═══ Source material ═══
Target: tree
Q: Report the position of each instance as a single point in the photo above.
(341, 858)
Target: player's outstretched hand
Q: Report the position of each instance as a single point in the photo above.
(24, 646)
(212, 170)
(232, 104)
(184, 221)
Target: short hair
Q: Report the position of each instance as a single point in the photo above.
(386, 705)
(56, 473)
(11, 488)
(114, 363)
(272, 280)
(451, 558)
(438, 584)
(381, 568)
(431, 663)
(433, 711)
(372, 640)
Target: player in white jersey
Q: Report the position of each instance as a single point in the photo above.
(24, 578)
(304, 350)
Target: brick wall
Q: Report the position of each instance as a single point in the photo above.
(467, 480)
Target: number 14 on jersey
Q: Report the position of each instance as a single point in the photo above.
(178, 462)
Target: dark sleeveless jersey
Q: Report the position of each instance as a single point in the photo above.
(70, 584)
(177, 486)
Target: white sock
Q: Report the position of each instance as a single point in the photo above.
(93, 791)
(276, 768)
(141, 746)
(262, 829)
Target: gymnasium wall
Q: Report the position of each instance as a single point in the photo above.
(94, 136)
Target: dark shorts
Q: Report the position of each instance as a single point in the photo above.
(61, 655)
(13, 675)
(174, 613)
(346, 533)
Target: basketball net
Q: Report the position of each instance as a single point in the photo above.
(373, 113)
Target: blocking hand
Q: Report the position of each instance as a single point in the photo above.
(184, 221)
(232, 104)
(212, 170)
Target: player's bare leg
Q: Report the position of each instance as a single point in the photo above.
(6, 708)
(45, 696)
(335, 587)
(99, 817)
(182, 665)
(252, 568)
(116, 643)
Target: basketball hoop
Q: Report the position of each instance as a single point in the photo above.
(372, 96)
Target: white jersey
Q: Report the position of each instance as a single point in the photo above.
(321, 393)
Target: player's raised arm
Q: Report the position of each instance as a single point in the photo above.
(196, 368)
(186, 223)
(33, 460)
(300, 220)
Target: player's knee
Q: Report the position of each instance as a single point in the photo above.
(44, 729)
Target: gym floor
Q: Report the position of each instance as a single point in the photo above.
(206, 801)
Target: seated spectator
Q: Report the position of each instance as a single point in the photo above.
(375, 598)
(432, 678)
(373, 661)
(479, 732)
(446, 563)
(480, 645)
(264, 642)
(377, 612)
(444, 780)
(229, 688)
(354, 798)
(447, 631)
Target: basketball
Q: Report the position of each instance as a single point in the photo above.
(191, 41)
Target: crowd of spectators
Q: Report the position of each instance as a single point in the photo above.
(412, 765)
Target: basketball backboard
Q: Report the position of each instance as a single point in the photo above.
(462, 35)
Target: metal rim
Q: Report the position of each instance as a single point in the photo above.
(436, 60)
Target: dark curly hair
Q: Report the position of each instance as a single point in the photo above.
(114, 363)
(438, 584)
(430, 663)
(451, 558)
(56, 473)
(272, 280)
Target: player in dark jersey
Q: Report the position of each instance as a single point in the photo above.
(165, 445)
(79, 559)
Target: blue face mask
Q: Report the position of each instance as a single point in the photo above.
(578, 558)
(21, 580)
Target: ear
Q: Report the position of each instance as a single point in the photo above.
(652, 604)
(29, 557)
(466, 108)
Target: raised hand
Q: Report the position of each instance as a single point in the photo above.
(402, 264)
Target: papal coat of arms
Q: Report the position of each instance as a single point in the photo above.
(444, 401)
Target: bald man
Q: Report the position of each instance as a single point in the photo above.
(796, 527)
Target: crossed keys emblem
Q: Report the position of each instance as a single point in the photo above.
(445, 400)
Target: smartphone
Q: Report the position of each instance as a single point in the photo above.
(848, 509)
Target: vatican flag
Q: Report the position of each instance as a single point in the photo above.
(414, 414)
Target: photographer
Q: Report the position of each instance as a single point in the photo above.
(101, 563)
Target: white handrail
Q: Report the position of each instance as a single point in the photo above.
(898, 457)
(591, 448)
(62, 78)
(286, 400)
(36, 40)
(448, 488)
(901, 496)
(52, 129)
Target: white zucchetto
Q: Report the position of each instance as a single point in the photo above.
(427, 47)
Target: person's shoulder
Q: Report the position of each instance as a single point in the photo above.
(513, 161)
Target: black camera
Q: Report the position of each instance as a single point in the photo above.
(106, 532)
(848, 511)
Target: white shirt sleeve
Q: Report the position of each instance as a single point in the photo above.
═══
**Work required**: Update the material from the line containing "Target: photographer" through the end of the material: replace "handrail" with "railing", keep everything else the same, and give back only those lines.

**Correct response**:
Target: photographer
Q: Report the position of each instance as a single point in the photo above.
(101, 563)
Target: white railing
Q: Report the position of each instance as a single point in the photo above.
(898, 457)
(591, 448)
(62, 78)
(286, 400)
(36, 40)
(448, 488)
(901, 496)
(52, 129)
Target: white zucchetto
Q: Report the position of each instance as a single point in the photo above.
(427, 47)
Target: person's shoulder
Q: Report the position of each instance as a single point in the photo above.
(513, 161)
Target: black camera
Q: Report the position of each instance as a single point in the photo above.
(106, 532)
(848, 511)
Target: white shirt sleeve
Q: Report the position of each instance as a single point in the photo above.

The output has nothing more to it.